Task statement: Below are entries. Reproduce exactly the lines between the line holding "Query: white window trim" and the line holding "point(190, 176)", inclusive, and only those.

══ Supplied records ══

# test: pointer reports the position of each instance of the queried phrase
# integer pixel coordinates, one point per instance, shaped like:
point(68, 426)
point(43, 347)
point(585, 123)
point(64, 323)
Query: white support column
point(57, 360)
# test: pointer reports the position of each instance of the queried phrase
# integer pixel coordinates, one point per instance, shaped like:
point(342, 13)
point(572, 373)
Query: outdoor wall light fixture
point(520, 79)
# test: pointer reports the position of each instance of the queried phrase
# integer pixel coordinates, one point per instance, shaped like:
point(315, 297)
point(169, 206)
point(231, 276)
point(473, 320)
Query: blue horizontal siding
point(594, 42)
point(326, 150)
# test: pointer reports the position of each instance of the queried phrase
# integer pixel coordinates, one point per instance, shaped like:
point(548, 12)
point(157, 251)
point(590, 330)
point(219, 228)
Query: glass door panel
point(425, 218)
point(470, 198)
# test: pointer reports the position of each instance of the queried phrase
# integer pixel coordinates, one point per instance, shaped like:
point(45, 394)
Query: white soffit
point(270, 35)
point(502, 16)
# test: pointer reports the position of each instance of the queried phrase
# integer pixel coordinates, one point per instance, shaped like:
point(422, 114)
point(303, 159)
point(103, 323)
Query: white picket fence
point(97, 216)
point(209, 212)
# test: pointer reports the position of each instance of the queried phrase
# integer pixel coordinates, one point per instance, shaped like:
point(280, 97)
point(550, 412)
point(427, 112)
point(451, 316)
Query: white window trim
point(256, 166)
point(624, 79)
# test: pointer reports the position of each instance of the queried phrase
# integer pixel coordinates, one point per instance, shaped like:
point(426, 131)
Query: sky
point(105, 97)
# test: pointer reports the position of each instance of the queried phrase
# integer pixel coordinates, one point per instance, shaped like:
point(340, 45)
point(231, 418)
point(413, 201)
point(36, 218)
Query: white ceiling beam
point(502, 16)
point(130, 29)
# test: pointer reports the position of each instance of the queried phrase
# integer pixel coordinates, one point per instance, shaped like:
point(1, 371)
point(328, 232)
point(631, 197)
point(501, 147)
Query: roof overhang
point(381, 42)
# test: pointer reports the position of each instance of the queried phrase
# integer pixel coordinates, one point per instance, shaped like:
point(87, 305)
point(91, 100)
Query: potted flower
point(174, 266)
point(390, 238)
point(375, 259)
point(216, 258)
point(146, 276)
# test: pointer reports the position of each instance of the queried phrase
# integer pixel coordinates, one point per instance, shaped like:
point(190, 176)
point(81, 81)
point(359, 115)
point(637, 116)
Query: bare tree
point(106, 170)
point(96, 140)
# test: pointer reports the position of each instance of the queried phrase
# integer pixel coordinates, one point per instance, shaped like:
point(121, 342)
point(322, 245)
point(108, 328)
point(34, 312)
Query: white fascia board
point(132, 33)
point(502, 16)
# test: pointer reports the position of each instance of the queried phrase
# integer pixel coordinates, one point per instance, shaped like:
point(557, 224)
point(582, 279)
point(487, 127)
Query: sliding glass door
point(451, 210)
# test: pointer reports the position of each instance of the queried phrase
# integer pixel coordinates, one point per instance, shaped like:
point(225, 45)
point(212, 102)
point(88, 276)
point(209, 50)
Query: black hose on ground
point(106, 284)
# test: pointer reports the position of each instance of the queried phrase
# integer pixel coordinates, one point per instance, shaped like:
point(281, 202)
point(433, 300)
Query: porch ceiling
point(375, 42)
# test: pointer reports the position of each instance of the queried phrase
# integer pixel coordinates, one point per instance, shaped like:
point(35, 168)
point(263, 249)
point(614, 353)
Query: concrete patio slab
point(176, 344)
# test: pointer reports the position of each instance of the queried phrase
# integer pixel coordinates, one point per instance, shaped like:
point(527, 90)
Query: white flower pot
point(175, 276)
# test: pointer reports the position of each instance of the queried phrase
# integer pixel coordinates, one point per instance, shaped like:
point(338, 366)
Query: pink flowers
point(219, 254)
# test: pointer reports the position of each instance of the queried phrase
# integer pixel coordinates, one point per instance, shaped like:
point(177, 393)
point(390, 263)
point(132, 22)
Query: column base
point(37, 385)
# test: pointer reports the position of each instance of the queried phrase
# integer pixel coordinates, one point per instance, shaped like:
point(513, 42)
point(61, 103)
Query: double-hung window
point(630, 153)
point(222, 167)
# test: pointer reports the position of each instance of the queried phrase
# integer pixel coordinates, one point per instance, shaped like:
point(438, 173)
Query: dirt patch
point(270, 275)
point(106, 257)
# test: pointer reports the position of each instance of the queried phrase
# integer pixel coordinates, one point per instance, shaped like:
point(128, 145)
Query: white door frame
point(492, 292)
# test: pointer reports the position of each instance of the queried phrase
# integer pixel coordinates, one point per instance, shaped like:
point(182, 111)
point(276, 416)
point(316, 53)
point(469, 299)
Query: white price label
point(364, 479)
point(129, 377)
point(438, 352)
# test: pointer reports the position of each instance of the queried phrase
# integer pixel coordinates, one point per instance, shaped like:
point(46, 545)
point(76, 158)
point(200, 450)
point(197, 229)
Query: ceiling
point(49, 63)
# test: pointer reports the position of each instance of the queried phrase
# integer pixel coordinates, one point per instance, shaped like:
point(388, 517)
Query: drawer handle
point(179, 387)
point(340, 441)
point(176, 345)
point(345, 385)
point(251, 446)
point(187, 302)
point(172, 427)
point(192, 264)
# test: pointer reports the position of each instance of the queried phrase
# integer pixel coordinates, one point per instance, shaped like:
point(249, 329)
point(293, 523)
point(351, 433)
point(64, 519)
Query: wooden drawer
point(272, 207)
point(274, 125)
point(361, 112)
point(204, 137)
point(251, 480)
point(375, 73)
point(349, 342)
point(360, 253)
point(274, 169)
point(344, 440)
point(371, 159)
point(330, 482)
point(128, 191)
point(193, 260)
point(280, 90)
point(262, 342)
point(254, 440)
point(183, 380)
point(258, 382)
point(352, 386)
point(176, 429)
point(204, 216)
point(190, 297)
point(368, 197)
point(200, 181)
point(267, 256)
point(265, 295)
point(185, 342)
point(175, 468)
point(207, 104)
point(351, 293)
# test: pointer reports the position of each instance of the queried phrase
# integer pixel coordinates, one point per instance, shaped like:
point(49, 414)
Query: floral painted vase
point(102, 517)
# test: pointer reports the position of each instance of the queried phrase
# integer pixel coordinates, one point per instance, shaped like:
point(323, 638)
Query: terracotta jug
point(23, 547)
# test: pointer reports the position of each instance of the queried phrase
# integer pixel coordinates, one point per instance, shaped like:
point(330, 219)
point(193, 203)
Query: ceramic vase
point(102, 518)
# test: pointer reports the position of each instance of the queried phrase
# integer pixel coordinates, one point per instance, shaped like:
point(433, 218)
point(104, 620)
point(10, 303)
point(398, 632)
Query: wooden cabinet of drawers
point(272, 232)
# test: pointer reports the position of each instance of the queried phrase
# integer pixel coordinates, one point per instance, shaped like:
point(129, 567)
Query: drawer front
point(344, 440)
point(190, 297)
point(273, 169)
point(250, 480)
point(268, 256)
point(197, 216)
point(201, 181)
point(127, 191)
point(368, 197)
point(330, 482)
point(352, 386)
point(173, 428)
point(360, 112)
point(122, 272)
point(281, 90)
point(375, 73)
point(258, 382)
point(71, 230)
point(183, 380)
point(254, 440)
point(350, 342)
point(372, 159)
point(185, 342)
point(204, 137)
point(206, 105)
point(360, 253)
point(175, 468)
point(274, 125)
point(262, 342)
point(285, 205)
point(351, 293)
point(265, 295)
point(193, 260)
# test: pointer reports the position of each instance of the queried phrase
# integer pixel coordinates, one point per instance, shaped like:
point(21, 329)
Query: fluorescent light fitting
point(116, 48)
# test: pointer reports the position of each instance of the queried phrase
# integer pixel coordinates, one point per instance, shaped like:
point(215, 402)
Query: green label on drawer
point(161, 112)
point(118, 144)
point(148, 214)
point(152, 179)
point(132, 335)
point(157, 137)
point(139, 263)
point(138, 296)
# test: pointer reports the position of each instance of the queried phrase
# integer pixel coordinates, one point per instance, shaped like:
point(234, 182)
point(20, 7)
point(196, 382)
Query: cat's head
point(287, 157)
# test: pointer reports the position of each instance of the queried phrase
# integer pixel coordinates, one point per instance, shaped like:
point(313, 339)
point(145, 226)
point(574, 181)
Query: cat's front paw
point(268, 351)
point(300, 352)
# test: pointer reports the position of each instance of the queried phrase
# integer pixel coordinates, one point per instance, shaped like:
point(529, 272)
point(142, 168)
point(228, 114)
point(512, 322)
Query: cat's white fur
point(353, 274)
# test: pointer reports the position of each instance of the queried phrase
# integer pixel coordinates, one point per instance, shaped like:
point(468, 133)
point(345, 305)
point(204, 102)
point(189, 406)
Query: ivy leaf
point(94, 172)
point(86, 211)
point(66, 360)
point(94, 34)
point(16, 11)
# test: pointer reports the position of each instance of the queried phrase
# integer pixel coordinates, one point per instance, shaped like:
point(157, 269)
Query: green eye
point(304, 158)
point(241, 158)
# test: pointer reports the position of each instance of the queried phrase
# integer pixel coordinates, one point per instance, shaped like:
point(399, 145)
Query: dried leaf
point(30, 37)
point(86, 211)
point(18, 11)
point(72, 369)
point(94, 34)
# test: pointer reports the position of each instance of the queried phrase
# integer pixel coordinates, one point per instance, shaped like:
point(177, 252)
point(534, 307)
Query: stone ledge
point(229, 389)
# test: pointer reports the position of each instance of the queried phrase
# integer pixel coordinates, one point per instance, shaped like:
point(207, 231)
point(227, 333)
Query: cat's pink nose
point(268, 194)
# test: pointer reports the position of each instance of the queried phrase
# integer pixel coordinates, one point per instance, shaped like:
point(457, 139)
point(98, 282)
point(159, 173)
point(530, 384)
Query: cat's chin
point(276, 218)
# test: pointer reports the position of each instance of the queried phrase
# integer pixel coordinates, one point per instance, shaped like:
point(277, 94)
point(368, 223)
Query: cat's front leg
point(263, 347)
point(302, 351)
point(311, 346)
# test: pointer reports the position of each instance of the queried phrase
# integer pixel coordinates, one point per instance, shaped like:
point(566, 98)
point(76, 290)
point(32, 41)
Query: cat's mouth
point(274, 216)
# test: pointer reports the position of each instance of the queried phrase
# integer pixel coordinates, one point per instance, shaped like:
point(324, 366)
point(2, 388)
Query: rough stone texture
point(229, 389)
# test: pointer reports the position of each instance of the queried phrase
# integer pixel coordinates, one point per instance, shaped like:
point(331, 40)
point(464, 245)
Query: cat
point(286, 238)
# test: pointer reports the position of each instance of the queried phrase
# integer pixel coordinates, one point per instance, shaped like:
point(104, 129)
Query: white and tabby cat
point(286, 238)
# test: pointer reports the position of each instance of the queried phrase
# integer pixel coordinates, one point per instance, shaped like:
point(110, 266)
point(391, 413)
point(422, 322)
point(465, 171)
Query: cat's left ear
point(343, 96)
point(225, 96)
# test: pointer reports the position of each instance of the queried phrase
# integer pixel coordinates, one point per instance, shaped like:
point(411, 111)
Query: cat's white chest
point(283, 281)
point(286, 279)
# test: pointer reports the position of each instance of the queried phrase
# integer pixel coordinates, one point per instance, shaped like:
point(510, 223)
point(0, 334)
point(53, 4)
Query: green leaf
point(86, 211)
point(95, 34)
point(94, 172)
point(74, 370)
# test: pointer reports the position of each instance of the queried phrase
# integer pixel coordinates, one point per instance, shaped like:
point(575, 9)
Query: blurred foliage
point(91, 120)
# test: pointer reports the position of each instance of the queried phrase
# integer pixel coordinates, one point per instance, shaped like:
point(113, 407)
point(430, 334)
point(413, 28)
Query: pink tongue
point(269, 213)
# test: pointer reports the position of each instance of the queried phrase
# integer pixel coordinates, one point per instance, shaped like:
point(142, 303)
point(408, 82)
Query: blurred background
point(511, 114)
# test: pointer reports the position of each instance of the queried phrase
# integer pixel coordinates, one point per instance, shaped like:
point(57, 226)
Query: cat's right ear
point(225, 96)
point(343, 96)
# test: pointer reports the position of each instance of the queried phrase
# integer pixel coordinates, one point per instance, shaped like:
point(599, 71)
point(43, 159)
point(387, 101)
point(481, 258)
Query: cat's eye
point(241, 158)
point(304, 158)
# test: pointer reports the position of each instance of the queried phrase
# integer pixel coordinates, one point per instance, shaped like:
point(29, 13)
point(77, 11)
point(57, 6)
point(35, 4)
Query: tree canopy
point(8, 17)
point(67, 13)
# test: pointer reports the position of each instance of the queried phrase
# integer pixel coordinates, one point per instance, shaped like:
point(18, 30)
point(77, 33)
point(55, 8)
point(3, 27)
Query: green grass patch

═══

Response:
Query: white window trim
point(256, 166)
point(624, 79)
# test: pointer reports the position of each instance of the queried phrase
# integer pixel coordinates, one point per instance, shaped like:
point(426, 131)
Query: sky
point(105, 97)
# test: pointer reports the position of each instance of the queried phrase
# integer pixel coordinates, one point per instance, shaped like:
point(340, 45)
point(231, 418)
point(413, 201)
point(36, 218)
Query: white ceiling beam
point(502, 16)
point(130, 29)
# test: pointer reports the position of each instance of the queried phrase
# integer pixel coordinates, one point per instance, shaped like:
point(1, 371)
point(328, 232)
point(631, 197)
point(501, 147)
Query: roof overhang
point(381, 42)
# test: pointer reports the position of each instance of the queried phrase
# integer pixel coordinates, one point per instance, shaped like:
point(87, 305)
point(91, 100)
Query: potted flower
point(174, 266)
point(390, 238)
point(375, 259)
point(216, 258)
point(146, 276)
# test: pointer reports the position of each instance of the queried phrase
# integer pixel coordinates, one point per instance, shaped like:
point(190, 176)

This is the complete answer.